### Exercise goal
Quote the records verbatim, starting at the line that contains "Segment every instance of the large" and ending at the line that contains "312 44 L 198", with both of those lines included. Omit the pictures from your answer.

### Given records
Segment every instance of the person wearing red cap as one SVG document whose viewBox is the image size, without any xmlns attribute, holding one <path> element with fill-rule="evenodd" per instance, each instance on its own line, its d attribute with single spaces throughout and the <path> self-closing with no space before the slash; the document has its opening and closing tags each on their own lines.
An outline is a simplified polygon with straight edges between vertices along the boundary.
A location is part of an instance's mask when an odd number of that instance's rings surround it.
---
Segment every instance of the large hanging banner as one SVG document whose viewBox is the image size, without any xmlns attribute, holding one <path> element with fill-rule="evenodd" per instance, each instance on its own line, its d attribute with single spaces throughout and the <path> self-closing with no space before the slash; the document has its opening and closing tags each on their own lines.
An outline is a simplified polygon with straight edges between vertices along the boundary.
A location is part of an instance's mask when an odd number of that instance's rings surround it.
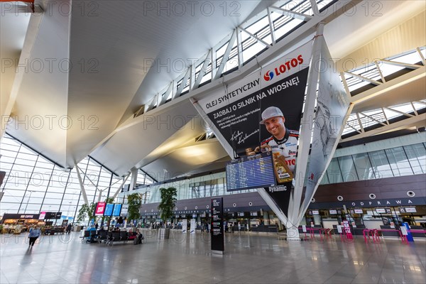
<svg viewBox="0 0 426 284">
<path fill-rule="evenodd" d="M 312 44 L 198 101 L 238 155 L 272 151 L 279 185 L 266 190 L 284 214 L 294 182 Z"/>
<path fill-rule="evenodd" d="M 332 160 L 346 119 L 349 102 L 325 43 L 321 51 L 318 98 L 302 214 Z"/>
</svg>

### The reply
Segment every instance of the large hanging banner as one SVG document whose viewBox is the image size, without any xmlns attribute, holding one <path> element with fill-rule="evenodd" per instance, each instance on its own line, its d attribute with single spaces throughout and the <path> self-closing with no space before the slash; the document has its opening and closing tags each on their own lines.
An outline is a simplified polygon with straight edges between vertices along the boundary.
A location is part of an instance's mask when an odd number of that instance's rings surround it.
<svg viewBox="0 0 426 284">
<path fill-rule="evenodd" d="M 312 44 L 198 101 L 238 155 L 272 151 L 279 185 L 266 190 L 284 214 L 294 182 Z"/>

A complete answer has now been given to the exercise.